+++ Dataset

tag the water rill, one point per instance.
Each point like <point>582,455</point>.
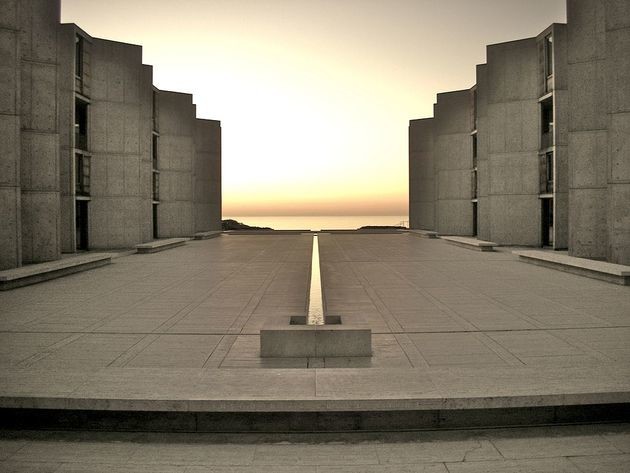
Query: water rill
<point>316,334</point>
<point>315,314</point>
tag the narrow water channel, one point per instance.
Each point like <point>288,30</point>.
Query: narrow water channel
<point>315,314</point>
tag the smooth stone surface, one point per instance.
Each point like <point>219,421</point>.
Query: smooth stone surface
<point>615,273</point>
<point>207,235</point>
<point>423,233</point>
<point>285,339</point>
<point>471,243</point>
<point>34,273</point>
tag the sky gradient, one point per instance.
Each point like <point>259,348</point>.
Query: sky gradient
<point>314,96</point>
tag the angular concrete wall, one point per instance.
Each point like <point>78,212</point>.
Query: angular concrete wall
<point>561,129</point>
<point>10,104</point>
<point>599,128</point>
<point>207,172</point>
<point>39,159</point>
<point>483,172</point>
<point>176,156</point>
<point>119,144</point>
<point>421,175</point>
<point>513,125</point>
<point>453,163</point>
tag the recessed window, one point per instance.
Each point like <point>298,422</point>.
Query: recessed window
<point>154,151</point>
<point>80,124</point>
<point>78,56</point>
<point>82,174</point>
<point>156,186</point>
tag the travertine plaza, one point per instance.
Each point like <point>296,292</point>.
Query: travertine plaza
<point>536,153</point>
<point>93,155</point>
<point>152,362</point>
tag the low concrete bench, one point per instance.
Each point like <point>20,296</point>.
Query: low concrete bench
<point>423,233</point>
<point>207,235</point>
<point>160,245</point>
<point>614,273</point>
<point>470,243</point>
<point>287,337</point>
<point>35,273</point>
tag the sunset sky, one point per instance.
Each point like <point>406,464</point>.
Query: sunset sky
<point>314,96</point>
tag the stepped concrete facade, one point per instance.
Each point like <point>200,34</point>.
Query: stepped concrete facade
<point>547,149</point>
<point>81,147</point>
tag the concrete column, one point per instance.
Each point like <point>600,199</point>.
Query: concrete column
<point>120,134</point>
<point>10,192</point>
<point>453,163</point>
<point>39,167</point>
<point>618,96</point>
<point>207,174</point>
<point>421,175</point>
<point>588,129</point>
<point>176,161</point>
<point>483,170</point>
<point>513,141</point>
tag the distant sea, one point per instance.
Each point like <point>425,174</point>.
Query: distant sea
<point>345,222</point>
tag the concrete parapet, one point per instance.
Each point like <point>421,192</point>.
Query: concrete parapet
<point>614,273</point>
<point>470,243</point>
<point>35,273</point>
<point>160,245</point>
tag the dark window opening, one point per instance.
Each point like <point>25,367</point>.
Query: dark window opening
<point>155,223</point>
<point>156,186</point>
<point>82,174</point>
<point>475,109</point>
<point>78,56</point>
<point>549,172</point>
<point>81,222</point>
<point>154,105</point>
<point>547,222</point>
<point>80,124</point>
<point>546,121</point>
<point>154,152</point>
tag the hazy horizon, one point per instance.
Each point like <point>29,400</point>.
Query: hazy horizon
<point>314,96</point>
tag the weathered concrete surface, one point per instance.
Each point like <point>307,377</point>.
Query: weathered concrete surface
<point>176,212</point>
<point>452,150</point>
<point>421,175</point>
<point>120,207</point>
<point>451,328</point>
<point>207,175</point>
<point>599,38</point>
<point>567,449</point>
<point>512,123</point>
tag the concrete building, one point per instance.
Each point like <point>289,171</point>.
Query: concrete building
<point>547,149</point>
<point>29,133</point>
<point>82,154</point>
<point>599,129</point>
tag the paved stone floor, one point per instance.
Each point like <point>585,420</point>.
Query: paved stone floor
<point>560,449</point>
<point>429,304</point>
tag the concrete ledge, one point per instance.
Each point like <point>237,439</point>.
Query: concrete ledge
<point>470,243</point>
<point>35,273</point>
<point>283,339</point>
<point>614,273</point>
<point>301,421</point>
<point>207,235</point>
<point>423,233</point>
<point>160,245</point>
<point>266,232</point>
<point>368,231</point>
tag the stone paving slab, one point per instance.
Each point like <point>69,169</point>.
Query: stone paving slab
<point>449,326</point>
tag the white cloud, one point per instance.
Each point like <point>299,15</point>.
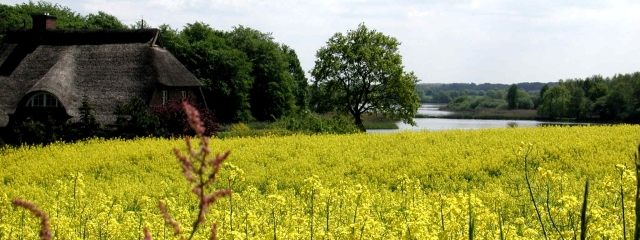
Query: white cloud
<point>442,41</point>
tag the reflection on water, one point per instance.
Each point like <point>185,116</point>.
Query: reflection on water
<point>448,124</point>
<point>432,110</point>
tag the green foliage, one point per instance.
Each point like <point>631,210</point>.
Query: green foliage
<point>225,70</point>
<point>361,71</point>
<point>512,97</point>
<point>272,92</point>
<point>103,20</point>
<point>300,91</point>
<point>555,102</point>
<point>616,98</point>
<point>247,74</point>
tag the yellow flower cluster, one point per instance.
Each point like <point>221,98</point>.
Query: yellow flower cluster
<point>425,185</point>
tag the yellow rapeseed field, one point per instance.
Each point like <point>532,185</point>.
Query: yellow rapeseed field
<point>427,185</point>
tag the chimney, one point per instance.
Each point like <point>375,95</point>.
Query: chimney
<point>43,22</point>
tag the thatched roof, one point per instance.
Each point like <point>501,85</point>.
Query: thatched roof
<point>109,71</point>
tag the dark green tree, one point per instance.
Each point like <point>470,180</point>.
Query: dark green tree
<point>103,20</point>
<point>512,97</point>
<point>272,92</point>
<point>226,71</point>
<point>555,102</point>
<point>301,89</point>
<point>361,71</point>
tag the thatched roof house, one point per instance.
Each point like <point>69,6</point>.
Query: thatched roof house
<point>44,68</point>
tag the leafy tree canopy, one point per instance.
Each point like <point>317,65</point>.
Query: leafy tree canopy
<point>361,71</point>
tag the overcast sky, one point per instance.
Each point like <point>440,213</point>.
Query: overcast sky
<point>498,41</point>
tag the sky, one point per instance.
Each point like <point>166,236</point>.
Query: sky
<point>466,41</point>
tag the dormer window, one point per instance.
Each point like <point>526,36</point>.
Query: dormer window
<point>43,99</point>
<point>165,97</point>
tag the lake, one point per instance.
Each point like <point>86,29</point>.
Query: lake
<point>436,124</point>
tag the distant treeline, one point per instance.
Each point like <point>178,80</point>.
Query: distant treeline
<point>615,98</point>
<point>447,92</point>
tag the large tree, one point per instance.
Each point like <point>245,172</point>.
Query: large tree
<point>360,72</point>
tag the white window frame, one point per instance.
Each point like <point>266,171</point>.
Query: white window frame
<point>41,99</point>
<point>165,97</point>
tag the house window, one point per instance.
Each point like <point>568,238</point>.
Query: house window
<point>165,96</point>
<point>43,99</point>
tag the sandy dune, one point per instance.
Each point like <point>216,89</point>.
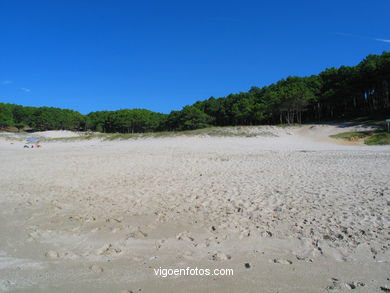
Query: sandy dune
<point>294,211</point>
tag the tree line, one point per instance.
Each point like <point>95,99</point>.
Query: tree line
<point>335,93</point>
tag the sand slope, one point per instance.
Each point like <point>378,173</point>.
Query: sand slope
<point>307,213</point>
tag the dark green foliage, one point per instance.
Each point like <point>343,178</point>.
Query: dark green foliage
<point>336,93</point>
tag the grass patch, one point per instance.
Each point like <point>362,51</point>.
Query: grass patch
<point>375,137</point>
<point>229,131</point>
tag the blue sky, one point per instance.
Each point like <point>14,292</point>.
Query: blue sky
<point>162,55</point>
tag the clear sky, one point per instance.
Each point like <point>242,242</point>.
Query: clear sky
<point>162,55</point>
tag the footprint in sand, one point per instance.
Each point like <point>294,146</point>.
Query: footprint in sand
<point>282,261</point>
<point>96,269</point>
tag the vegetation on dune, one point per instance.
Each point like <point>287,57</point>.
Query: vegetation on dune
<point>374,137</point>
<point>336,93</point>
<point>378,139</point>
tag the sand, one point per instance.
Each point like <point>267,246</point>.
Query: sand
<point>295,211</point>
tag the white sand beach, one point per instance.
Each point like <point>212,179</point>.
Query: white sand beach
<point>291,211</point>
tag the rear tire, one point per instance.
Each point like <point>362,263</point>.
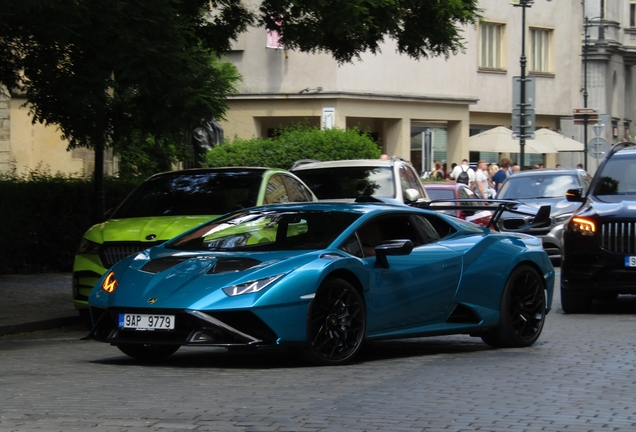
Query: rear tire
<point>148,352</point>
<point>522,311</point>
<point>573,302</point>
<point>85,317</point>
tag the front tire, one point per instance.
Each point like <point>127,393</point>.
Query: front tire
<point>336,323</point>
<point>148,352</point>
<point>522,311</point>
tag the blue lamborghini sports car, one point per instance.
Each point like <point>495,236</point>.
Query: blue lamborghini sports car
<point>324,277</point>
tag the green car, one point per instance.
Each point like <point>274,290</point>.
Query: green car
<point>169,204</point>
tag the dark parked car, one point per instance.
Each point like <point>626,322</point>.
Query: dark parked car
<point>599,242</point>
<point>537,188</point>
<point>439,191</point>
<point>169,204</point>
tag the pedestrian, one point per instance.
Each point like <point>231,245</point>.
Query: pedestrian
<point>482,187</point>
<point>492,170</point>
<point>464,174</point>
<point>503,173</point>
<point>438,173</point>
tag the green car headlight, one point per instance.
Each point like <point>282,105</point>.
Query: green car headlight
<point>561,218</point>
<point>251,286</point>
<point>87,246</point>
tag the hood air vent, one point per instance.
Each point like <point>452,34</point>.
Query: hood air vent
<point>233,265</point>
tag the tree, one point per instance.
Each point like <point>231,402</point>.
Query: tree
<point>103,71</point>
<point>346,29</point>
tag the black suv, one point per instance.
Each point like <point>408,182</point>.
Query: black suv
<point>599,241</point>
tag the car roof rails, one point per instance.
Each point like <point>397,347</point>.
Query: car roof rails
<point>621,146</point>
<point>302,162</point>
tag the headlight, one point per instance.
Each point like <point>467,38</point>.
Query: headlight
<point>87,246</point>
<point>561,218</point>
<point>583,226</point>
<point>109,284</point>
<point>250,287</point>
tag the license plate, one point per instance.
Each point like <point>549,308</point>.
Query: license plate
<point>630,261</point>
<point>146,322</point>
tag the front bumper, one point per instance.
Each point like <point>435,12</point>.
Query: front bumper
<point>192,328</point>
<point>597,273</point>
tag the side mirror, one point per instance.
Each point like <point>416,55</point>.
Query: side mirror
<point>541,220</point>
<point>391,247</point>
<point>574,195</point>
<point>411,195</point>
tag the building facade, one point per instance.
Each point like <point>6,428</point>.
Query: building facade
<point>401,100</point>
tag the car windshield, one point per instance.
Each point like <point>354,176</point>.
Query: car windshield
<point>267,231</point>
<point>206,193</point>
<point>538,186</point>
<point>618,177</point>
<point>349,182</point>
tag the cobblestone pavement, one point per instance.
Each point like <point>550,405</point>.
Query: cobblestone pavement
<point>578,377</point>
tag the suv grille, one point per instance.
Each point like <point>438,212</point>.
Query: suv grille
<point>619,237</point>
<point>114,252</point>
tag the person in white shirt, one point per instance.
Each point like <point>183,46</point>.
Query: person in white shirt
<point>483,188</point>
<point>466,168</point>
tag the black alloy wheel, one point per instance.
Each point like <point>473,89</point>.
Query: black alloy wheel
<point>148,352</point>
<point>522,311</point>
<point>336,323</point>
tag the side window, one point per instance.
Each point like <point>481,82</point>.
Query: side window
<point>276,192</point>
<point>295,190</point>
<point>432,227</point>
<point>352,245</point>
<point>408,179</point>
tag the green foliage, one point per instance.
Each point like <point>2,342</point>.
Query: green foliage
<point>100,70</point>
<point>43,217</point>
<point>292,144</point>
<point>348,28</point>
<point>141,157</point>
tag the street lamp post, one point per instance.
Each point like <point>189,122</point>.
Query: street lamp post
<point>523,4</point>
<point>586,46</point>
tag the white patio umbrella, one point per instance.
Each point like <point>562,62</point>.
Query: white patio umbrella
<point>556,140</point>
<point>500,140</point>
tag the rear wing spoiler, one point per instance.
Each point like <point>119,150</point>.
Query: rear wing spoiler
<point>540,219</point>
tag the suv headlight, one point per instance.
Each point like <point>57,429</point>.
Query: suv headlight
<point>87,246</point>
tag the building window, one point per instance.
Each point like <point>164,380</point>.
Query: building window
<point>491,46</point>
<point>540,50</point>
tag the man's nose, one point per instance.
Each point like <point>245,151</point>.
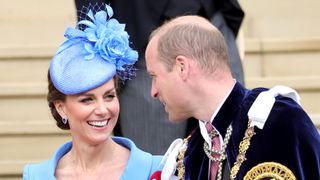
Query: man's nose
<point>154,91</point>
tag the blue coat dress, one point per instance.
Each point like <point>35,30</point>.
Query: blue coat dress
<point>140,164</point>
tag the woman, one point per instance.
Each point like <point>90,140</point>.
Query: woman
<point>83,99</point>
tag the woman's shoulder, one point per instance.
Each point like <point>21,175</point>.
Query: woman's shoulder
<point>141,164</point>
<point>45,169</point>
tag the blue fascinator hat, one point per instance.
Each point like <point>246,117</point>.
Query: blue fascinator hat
<point>93,54</point>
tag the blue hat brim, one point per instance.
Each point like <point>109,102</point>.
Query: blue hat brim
<point>71,73</point>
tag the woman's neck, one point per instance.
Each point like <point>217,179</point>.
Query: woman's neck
<point>108,159</point>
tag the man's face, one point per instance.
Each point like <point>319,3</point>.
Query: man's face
<point>166,85</point>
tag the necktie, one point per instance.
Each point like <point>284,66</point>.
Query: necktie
<point>216,146</point>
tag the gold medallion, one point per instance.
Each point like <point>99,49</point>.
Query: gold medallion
<point>270,170</point>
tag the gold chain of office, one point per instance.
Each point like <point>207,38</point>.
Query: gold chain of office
<point>243,147</point>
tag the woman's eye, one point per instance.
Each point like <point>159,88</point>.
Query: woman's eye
<point>86,100</point>
<point>110,96</point>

++++++

Update the listing from the line with "tag the clear sky, one point per instance." up to and including the line with "<point>295,211</point>", changing every "tag" to "label" and leaving all else unchanged. Return only those lines.

▶ Solution below
label the clear sky, one point per instance.
Each point like <point>242,242</point>.
Query: clear sky
<point>162,55</point>
label the footprint in sand, one point per instance.
Each point like <point>294,146</point>.
Query: footprint in sand
<point>282,261</point>
<point>96,269</point>
label the vegetation on dune, one point per instance.
Each point like <point>287,57</point>.
Query: vegetation on dune
<point>374,137</point>
<point>336,93</point>
<point>378,139</point>
label the sand, one point per instance.
Each point like <point>267,246</point>.
Query: sand
<point>295,211</point>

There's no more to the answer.